_WHAT YOU HAVE TO DO_. Write out the records below verbatim, starting at the line containing "target: cat's front leg" and continuing through the end of the records, with both ends included.

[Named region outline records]

^^^^^^^^

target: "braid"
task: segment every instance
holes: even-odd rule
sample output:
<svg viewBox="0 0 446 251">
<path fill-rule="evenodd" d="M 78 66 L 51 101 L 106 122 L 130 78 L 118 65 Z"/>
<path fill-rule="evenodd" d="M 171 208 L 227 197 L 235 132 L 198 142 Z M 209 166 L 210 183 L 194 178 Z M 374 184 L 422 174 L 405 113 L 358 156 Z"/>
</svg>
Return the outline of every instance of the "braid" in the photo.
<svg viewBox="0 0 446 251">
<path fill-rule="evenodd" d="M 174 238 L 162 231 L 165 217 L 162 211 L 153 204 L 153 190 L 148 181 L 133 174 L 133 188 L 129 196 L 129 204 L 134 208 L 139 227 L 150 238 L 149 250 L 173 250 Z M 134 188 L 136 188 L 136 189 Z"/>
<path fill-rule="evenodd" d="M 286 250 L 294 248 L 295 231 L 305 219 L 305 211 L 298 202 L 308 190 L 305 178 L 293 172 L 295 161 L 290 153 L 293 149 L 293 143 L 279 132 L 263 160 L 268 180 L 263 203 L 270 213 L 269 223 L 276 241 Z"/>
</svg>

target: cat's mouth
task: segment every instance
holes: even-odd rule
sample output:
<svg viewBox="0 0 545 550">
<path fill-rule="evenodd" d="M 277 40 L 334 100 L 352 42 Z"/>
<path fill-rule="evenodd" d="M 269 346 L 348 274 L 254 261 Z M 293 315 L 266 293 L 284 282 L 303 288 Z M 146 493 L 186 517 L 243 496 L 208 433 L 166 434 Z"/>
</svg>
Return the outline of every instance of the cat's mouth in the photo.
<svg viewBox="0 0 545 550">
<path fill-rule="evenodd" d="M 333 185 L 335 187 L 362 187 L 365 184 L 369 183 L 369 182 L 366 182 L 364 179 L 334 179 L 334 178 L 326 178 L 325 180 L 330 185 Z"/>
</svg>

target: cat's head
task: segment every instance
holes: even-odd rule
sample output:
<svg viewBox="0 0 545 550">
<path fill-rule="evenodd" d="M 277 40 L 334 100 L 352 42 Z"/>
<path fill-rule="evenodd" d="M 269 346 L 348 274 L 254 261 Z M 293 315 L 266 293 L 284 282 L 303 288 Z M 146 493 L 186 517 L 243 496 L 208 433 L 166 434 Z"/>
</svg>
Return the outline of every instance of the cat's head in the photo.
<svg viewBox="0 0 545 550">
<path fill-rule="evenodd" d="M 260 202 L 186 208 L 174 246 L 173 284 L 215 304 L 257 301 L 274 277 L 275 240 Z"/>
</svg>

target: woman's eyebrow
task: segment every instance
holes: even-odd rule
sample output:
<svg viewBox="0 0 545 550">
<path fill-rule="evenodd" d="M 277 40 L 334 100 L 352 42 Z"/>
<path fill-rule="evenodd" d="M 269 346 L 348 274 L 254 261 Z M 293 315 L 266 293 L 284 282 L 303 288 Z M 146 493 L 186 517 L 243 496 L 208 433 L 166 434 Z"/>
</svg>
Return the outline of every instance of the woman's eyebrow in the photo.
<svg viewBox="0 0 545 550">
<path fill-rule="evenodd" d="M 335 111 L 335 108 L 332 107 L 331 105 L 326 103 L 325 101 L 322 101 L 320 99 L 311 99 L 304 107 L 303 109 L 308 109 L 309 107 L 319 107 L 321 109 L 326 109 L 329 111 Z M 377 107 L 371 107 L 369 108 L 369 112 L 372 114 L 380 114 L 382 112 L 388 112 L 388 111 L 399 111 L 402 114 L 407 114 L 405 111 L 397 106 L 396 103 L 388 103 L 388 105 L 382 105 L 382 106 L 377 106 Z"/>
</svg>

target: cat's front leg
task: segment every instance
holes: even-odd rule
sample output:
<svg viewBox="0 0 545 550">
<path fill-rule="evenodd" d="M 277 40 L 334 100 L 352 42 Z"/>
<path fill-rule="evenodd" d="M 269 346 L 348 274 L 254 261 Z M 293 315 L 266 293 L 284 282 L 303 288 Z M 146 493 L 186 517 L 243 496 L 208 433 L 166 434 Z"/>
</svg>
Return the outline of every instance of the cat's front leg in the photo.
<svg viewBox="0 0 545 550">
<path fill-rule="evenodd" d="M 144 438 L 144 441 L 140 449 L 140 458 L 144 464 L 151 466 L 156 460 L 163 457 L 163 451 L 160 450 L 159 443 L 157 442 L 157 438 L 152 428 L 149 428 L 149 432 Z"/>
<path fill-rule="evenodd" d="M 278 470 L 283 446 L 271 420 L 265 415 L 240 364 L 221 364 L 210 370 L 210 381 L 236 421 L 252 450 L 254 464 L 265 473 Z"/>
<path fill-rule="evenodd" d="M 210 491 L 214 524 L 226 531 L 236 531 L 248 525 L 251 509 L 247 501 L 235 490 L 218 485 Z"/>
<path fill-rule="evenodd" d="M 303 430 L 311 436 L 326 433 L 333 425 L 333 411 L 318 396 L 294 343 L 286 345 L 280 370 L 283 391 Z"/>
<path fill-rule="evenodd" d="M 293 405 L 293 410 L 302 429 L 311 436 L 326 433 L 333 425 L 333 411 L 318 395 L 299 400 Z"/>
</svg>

^^^^^^^^

_ANSWER TO THE EXERCISE_.
target: cat's front leg
task: segment every instance
holes: even-odd rule
sample output:
<svg viewBox="0 0 545 550">
<path fill-rule="evenodd" d="M 277 40 L 334 100 L 352 42 Z"/>
<path fill-rule="evenodd" d="M 269 346 L 348 274 L 254 261 Z M 293 315 L 266 293 L 284 282 L 303 288 Z M 146 493 L 186 517 L 243 496 L 208 433 L 166 434 Z"/>
</svg>
Return the outline of every instance of the cat's front leg in the photo.
<svg viewBox="0 0 545 550">
<path fill-rule="evenodd" d="M 144 438 L 144 441 L 140 449 L 140 458 L 144 464 L 151 466 L 156 460 L 163 457 L 163 451 L 160 450 L 159 443 L 157 442 L 157 438 L 152 428 L 149 428 L 149 432 Z"/>
<path fill-rule="evenodd" d="M 278 470 L 283 446 L 271 420 L 265 415 L 240 364 L 221 364 L 210 370 L 210 381 L 236 421 L 252 450 L 254 464 L 265 473 Z"/>
<path fill-rule="evenodd" d="M 210 491 L 214 524 L 226 531 L 236 531 L 248 525 L 251 509 L 247 501 L 235 490 L 218 485 Z"/>
<path fill-rule="evenodd" d="M 303 430 L 311 436 L 326 433 L 333 425 L 333 411 L 318 396 L 294 343 L 286 345 L 280 370 L 283 391 Z"/>
<path fill-rule="evenodd" d="M 293 405 L 293 410 L 302 429 L 311 436 L 326 433 L 333 425 L 333 411 L 318 395 L 299 400 Z"/>
</svg>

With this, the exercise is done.